▶ Brief: Pick out every line in the records below that contains the word "bare", and copy each one as it appears.

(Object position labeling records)
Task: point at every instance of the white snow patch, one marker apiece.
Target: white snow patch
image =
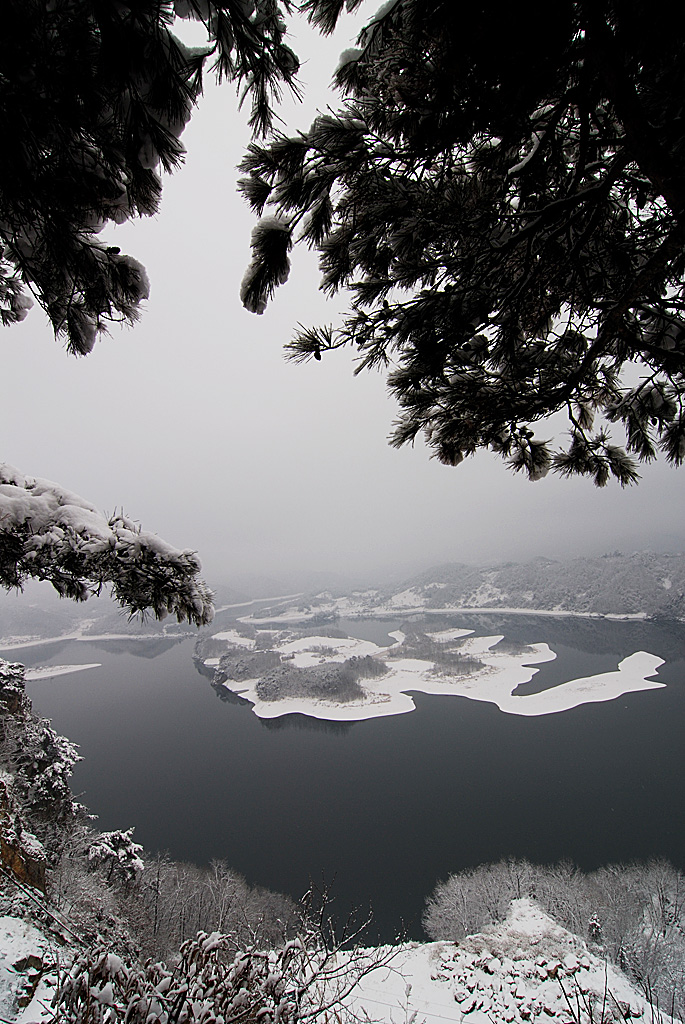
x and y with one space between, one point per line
515 971
50 671
444 636
17 940
495 683
234 638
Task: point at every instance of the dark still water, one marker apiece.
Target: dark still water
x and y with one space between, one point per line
382 809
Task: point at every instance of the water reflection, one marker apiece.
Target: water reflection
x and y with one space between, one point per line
306 723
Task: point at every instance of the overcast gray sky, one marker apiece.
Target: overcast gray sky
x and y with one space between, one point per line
195 424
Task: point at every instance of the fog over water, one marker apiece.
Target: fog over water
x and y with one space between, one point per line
196 425
380 809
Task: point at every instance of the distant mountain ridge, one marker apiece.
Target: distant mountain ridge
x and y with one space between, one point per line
613 584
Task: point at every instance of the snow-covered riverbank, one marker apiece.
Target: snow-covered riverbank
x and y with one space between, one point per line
496 682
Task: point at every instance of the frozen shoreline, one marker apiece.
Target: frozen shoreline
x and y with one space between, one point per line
48 671
293 617
496 683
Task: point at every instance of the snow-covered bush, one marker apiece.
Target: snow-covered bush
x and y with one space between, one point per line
634 912
117 852
303 979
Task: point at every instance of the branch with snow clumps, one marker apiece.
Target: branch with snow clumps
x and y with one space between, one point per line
50 534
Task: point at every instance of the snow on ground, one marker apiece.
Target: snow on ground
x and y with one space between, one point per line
515 972
234 638
445 636
25 953
495 683
48 671
315 650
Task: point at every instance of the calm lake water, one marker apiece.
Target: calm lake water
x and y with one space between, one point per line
379 810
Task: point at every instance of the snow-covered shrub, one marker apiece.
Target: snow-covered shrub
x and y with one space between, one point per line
302 979
173 901
117 852
634 912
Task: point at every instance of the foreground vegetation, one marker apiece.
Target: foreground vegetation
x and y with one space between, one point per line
150 939
634 913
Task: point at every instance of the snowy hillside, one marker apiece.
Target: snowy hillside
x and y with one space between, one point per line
526 969
633 586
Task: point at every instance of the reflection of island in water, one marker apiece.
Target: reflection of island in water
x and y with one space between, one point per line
288 672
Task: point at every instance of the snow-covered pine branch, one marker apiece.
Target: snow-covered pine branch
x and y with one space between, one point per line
50 534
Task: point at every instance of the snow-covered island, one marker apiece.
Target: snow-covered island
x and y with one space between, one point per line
348 679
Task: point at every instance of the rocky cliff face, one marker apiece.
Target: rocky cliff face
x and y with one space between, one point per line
36 802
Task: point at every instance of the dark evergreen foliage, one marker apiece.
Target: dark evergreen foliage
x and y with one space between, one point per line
503 192
93 98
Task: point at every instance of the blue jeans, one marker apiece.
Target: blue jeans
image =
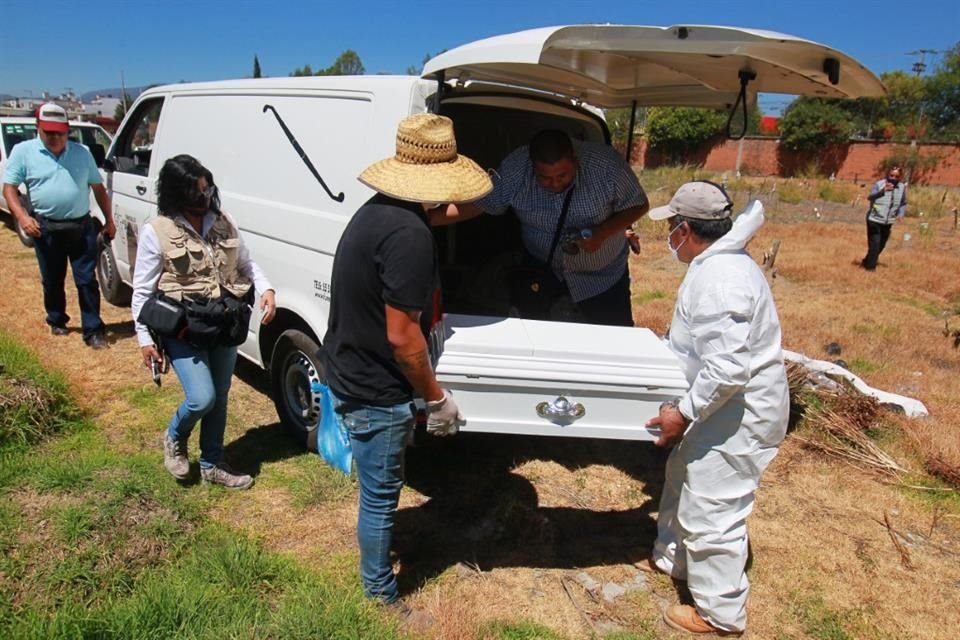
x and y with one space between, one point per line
378 438
54 249
205 376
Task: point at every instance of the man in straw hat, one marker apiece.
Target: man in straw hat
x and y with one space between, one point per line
574 200
385 296
728 427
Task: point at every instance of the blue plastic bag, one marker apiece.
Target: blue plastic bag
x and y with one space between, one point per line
333 441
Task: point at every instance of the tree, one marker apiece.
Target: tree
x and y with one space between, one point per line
122 106
675 131
347 64
810 124
305 70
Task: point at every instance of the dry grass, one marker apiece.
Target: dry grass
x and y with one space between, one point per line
494 529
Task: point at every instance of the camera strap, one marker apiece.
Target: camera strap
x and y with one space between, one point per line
560 221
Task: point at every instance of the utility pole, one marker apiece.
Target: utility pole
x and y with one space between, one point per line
921 65
918 68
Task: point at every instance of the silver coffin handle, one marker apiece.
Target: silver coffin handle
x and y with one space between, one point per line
561 409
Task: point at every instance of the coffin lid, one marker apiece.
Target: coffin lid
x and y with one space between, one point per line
682 65
575 354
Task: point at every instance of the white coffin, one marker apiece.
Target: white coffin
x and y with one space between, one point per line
510 375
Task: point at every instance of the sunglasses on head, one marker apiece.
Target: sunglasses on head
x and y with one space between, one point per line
204 197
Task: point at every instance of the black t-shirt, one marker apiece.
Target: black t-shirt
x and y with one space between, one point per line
386 256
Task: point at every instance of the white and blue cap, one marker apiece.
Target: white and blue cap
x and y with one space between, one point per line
700 199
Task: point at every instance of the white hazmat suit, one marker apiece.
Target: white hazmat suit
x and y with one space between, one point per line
726 333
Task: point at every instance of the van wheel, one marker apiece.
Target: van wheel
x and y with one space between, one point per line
113 289
24 238
294 366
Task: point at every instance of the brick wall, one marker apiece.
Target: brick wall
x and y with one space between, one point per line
858 161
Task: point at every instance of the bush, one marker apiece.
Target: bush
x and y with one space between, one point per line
675 131
811 124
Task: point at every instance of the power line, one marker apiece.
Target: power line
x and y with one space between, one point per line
921 65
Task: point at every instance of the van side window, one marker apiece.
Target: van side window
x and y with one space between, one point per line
135 141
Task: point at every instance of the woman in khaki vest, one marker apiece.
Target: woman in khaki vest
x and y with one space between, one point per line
192 251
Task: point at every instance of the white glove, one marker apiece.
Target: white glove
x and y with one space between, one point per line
443 416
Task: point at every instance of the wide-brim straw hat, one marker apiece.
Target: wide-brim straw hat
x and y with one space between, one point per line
426 167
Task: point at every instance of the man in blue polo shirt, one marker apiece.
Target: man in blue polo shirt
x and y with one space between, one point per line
58 173
574 201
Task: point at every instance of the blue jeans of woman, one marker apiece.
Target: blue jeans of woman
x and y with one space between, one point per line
378 438
205 376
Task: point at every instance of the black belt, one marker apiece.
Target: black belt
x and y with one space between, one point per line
71 224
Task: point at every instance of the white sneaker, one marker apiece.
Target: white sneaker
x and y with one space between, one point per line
175 457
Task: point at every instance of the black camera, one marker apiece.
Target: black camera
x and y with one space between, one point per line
569 241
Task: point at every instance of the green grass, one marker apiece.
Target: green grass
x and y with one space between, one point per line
518 631
862 366
819 621
34 403
99 544
312 482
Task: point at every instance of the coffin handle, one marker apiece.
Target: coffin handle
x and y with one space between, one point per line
561 409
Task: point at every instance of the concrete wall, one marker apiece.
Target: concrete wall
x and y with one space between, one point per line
857 161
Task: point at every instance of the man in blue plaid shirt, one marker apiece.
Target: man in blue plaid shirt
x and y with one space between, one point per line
606 199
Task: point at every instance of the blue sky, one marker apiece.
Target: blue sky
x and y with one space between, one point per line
90 43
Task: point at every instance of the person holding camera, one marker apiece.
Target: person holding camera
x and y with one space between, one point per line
576 202
191 290
59 175
888 203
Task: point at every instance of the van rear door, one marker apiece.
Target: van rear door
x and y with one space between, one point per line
683 65
552 378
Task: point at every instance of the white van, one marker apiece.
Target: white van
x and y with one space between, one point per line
286 153
17 129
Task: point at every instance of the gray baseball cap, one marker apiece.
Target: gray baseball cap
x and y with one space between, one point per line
699 199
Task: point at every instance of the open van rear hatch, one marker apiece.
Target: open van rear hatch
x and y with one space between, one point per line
620 65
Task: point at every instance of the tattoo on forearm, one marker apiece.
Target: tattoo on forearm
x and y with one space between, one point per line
413 362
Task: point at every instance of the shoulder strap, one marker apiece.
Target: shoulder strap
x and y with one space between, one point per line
560 221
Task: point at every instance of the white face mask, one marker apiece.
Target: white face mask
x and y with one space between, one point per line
673 251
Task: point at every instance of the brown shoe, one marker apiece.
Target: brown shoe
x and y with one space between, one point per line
683 617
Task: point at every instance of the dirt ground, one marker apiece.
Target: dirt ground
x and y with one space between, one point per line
508 528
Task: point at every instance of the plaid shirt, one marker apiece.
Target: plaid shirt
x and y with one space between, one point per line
605 184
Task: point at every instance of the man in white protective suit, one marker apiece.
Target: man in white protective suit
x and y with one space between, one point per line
728 427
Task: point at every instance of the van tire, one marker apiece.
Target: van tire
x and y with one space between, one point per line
113 289
295 364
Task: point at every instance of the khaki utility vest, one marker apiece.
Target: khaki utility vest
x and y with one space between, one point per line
195 269
884 209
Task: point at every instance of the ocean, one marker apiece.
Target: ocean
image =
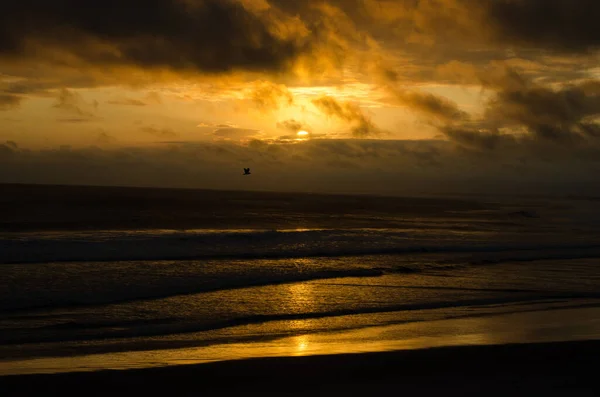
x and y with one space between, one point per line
94 271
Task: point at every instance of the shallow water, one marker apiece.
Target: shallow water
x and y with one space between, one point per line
77 291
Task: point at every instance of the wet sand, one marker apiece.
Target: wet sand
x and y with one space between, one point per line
562 369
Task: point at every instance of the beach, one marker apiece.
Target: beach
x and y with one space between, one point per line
551 369
119 291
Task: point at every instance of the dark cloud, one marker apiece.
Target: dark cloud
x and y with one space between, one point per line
291 125
228 132
269 96
362 125
357 166
127 102
206 35
159 132
69 101
9 101
103 138
523 111
554 24
429 105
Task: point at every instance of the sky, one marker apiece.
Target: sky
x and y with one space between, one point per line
352 96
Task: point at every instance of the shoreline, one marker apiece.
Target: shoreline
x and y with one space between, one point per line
557 368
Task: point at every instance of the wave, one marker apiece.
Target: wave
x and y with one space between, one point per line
118 296
172 326
252 244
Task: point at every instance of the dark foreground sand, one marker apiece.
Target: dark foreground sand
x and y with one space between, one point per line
548 369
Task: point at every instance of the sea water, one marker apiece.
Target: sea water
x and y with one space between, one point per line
75 291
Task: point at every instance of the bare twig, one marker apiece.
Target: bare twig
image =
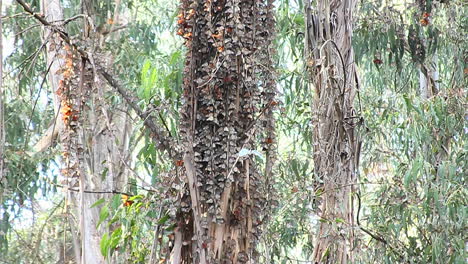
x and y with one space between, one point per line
158 135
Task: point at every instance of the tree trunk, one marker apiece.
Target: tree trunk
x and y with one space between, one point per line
89 133
330 60
228 99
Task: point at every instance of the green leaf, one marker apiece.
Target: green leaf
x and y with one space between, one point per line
163 219
103 215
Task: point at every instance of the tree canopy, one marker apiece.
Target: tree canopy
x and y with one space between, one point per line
159 130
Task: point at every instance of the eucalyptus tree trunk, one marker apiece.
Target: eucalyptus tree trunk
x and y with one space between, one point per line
330 61
228 98
93 139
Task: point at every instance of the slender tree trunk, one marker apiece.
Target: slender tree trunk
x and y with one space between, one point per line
2 108
228 98
330 60
89 133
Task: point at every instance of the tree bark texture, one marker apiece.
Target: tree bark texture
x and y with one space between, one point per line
93 139
330 62
228 100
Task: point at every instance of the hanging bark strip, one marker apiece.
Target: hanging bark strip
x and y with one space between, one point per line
330 62
228 98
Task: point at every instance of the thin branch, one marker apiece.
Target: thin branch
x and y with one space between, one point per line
158 135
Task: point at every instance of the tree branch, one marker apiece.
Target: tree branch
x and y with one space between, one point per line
162 141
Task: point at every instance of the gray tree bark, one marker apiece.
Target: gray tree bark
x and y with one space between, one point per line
94 139
330 61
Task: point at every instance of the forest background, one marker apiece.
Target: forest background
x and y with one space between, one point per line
409 198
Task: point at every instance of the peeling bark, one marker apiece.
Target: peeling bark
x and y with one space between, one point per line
88 132
228 97
330 61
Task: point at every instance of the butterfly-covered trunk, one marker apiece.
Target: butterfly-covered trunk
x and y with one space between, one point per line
330 62
228 103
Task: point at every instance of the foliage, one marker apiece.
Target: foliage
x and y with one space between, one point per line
413 160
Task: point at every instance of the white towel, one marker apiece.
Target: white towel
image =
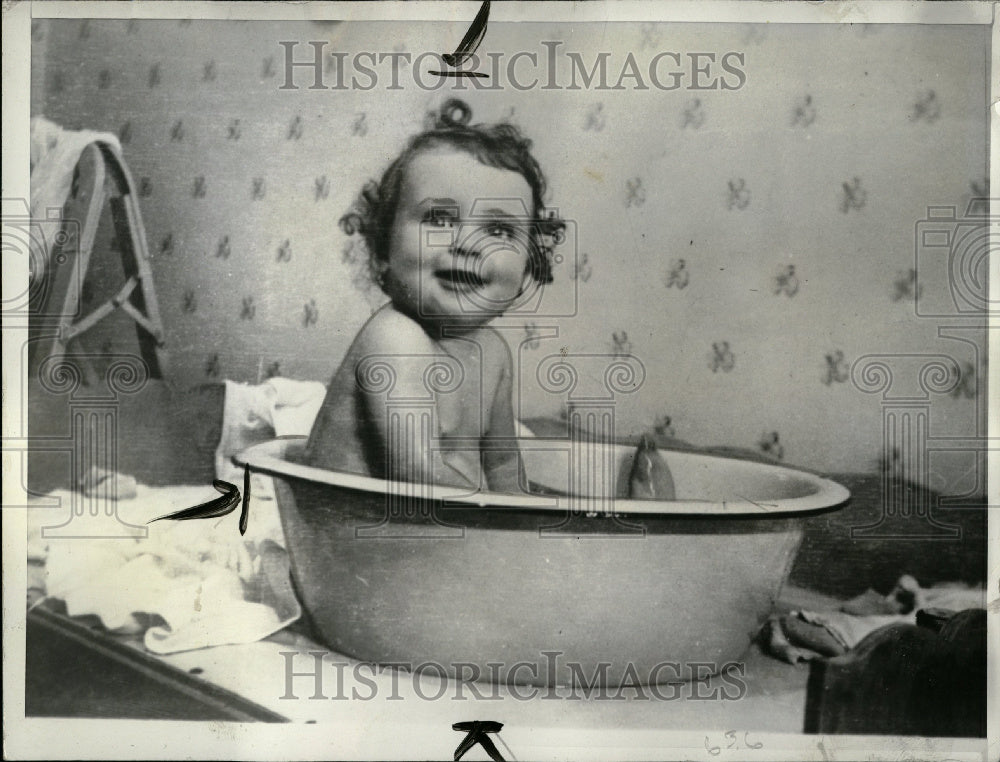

▶ Written reply:
Task: point at every instance of the bare twig, one marker apiece.
Target: bare twig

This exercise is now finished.